> [BEREITGESTELLTER TEXT]
——————————
Ich klettere über die Steine der Wellenbrecher, welche 50 Meter in die Fluten aufgeschüttet wurden. Hinter den Steinbrocken gehe ich weiter entlang der Wasserlinie. Eine Europalette. Ein alter Fotofilm. Ein gelber Spielzeugbagger. Mein Bruder fotografiert alles, was von den Strömungen mit auf den Strand transportiert wurde. Ich bin immer noch schockiert von dem vielen Müll. Die Vögel schwärmen in Tausenden über Sand und Meer und lassen sich von uns nicht stören. Ob sie an kleinen Plastikstückchen sterben, wenn sie denken, diese seien Nahrung? Eine zerdrückte Flasche mit pinker Flüssigkeit. Ein grauer Baumwollschuh. Ein schwarz/grüner Badwischer. Drei weitere Handschuhe in rot, grün und orange. Eine Caprisonne-Plastikverpackung. Zwei schwarze Gummistiefel. Eine weitere Plastikflasche. Eine leere „Dusch Das“ Flasche aus Hartplastik. Mein erholsames Naturerlebnis verwandelt sich in ein knallhartes Erlebnis der Wahrheit: überall befindet sich Müll in unseren Ökosystemen. Ich schaue hinaus auf das Wasser, es sieht so unversehrt und heil aus. Es wirkt nicht so, als würde überall unser Abfall schwimmen. Warum haben Tiere kein Bewusstsein dafür, was Schrott und was essbar ist? Ein rotes Feuerzeug. Ein schwarzer Damenschuh. Eine von grünen Algen umwachsene Kinderschaufel. Wie kommt der ganze Scheiß hier hin? Ich klettere über den nächsten Wellenbrecher. Dann bleibe ich kurz stehen, um in die schäumenden Wellen, die an den Steinen zerbrechen und in Richtung Himmel spritzen. `Warum haben wir so wenig Verständnis für die Natur? Warum sind wir so egoistisch und nehmen keine Rücksicht auf unsere Lebensgrundlage? ´

Ich muss daran denken, was mein Freund mir letztens auf Facebook vorgelesen hat: „Die größten vertuschten Umweltkatastrophen in dem Jahr 2016.“ In dem Artikel wurde von Ölkatastrophen und Atomlecks berichtet. Alles fließt in die Meere und verpestet das Wasser, die Tiere und die Pflanzen, die dort leben. Es schadet den Menschen, die in den betroffenen Regionen zuhause sind.

Läuft aus der Bohrinsel, die sich in Nähe der Küste des Jytlandes befindet, auch Öl aus? Ich frage mich wieder, warum wir Menschen so dumm sind. Ich denke daran, wie der Müll, den ich hier sehe, nur ein winziger Teil dessen ist, was sich im Gesamten in den Weltmeeren befindet. An die vielen Unfälle, die tagtäglich passieren und unsere Natur zerstören. An die Menschen, welche tagtäglich die Natur auf absichtliche Weise zerstören, um Profit zu ergattern. An die tausenden von Arten, die täglich aussterben.
——————————
> [ANFORDERUNGEN]
1. Wie viele Meter weit wurden die Steine der Wellenbrecher laut dem Text über den Strandmüll in die Fluten aufgeschüttet?
2. Aktualisieren Sie im Text über den Strandmüll die Passage beginnend mit „Ich muss daran“ und weiter bis einschließlich „die täglich aussterben.“, wobei „Facebook“ durch „Instagram“ zu ersetzen ist.

> [Datensätze des Pointing-Datensatzes]
——————————
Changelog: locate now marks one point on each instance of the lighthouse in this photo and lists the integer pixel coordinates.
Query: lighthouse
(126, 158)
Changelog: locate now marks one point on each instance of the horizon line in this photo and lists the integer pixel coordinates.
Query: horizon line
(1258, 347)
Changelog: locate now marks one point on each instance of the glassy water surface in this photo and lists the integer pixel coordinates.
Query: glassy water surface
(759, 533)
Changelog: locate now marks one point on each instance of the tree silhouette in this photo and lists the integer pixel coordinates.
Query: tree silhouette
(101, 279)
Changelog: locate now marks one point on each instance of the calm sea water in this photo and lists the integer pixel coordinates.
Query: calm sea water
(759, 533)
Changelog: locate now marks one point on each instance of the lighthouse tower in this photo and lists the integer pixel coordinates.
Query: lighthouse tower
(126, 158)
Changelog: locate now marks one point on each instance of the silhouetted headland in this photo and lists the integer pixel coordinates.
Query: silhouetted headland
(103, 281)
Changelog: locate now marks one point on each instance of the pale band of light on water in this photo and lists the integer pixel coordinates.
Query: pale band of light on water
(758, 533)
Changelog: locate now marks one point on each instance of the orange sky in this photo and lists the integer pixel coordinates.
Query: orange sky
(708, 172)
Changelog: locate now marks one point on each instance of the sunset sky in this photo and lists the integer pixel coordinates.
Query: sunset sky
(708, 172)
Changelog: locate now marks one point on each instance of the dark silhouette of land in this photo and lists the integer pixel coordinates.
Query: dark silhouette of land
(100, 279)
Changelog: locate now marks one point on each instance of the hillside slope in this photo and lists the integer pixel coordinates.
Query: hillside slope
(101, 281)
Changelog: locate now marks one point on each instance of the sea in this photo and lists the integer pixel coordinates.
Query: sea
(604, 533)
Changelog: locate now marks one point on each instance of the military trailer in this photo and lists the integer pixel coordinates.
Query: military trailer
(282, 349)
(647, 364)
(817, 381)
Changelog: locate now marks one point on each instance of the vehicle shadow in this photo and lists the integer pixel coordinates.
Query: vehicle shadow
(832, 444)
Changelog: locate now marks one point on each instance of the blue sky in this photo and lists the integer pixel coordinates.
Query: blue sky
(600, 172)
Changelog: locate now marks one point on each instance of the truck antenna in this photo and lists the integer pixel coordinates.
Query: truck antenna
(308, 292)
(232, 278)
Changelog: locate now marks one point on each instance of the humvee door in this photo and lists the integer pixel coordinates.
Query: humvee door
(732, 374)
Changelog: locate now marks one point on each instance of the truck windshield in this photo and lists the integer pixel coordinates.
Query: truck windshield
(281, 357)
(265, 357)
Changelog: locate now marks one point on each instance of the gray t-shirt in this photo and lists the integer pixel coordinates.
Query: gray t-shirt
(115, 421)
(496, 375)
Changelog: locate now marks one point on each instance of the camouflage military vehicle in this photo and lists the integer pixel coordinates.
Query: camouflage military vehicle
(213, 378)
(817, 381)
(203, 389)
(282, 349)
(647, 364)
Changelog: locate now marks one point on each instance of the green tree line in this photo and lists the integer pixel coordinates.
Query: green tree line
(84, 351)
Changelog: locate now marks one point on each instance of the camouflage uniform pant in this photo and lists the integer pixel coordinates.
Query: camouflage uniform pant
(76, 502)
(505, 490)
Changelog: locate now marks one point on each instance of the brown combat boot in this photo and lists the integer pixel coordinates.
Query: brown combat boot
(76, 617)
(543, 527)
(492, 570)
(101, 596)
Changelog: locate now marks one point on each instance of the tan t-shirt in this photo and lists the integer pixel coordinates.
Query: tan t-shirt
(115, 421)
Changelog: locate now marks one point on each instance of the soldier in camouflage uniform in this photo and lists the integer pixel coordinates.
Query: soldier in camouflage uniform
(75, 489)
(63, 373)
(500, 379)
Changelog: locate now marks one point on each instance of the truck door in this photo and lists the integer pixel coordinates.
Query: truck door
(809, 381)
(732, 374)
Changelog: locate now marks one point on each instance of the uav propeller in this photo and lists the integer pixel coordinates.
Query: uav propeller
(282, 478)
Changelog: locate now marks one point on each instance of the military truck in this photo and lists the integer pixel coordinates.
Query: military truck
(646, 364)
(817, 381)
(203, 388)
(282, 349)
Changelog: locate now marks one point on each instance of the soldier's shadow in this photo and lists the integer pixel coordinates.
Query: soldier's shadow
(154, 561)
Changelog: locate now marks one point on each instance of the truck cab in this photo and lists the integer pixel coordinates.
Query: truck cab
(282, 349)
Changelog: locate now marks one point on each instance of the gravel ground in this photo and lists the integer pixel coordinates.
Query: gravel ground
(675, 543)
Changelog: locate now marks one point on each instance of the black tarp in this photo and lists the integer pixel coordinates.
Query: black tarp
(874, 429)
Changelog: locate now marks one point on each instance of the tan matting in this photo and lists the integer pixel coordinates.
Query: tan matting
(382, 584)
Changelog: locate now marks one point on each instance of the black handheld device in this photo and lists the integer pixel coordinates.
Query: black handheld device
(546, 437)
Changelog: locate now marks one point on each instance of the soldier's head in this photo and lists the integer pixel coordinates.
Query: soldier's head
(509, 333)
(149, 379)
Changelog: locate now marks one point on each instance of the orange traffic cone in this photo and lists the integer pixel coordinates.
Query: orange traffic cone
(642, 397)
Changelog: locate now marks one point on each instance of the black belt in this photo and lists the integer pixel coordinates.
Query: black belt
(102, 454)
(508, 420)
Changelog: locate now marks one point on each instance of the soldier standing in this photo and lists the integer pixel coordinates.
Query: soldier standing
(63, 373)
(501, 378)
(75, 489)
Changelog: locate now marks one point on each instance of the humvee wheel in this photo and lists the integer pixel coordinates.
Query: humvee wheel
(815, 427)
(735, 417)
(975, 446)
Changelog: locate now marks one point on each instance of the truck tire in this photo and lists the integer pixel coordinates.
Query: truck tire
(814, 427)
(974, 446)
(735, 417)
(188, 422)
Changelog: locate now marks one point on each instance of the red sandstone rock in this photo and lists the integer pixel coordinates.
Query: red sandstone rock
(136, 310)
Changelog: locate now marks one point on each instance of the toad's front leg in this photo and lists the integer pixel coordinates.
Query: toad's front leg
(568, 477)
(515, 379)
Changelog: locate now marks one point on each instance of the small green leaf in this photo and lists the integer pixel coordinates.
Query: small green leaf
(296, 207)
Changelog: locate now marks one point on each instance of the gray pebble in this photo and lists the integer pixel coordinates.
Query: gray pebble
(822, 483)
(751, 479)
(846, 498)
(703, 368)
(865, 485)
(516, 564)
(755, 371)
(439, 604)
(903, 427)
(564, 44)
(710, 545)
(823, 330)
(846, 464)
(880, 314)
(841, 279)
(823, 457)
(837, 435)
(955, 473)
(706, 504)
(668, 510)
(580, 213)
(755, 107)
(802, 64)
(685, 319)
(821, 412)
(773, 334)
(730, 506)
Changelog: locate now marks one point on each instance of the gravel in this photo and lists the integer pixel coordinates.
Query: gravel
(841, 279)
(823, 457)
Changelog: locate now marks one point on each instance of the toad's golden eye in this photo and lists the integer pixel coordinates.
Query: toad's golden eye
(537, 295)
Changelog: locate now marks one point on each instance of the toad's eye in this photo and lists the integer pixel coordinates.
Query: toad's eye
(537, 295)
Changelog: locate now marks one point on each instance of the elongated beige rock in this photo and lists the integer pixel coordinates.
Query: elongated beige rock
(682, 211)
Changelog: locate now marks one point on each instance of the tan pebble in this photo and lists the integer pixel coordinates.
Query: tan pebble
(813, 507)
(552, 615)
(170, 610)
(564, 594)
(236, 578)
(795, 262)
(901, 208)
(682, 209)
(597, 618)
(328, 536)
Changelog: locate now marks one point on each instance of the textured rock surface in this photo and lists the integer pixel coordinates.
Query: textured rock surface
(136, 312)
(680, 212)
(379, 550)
——————————
> [ANTWORTEN]
1. 50 Meter.

2.
Ich muss daran denken, was mein Freund mir letztens auf Instagram vorgelesen hat: „Die größten vertuschten Umweltkatastrophen in dem Jahr 2016.“ In dem Artikel wurde von Ölkatastrophen und Atomlecks berichtet. Alles fließt in die Meere und verpestet das Wasser, die Tiere und die Pflanzen, die dort leben. Es schadet den Menschen, die in den betroffenen Regionen zuhause sind.

Läuft aus der Bohrinsel, die sich in Nähe der Küste des Jytlandes befindet, auch Öl aus? Ich frage mich wieder, warum wir Menschen so dumm sind. Ich denke daran, wie der Müll, den ich hier sehe, nur ein winziger Teil dessen ist, was sich im Gesamten in den Weltmeeren befindet. An die vielen Unfälle, die tagtäglich passieren und unsere Natur zerstören. An die Menschen, welche tagtäglich die Natur auf absichtliche Weise zerstören, um Profit zu ergattern. An die tausenden von Arten, die täglich aussterben.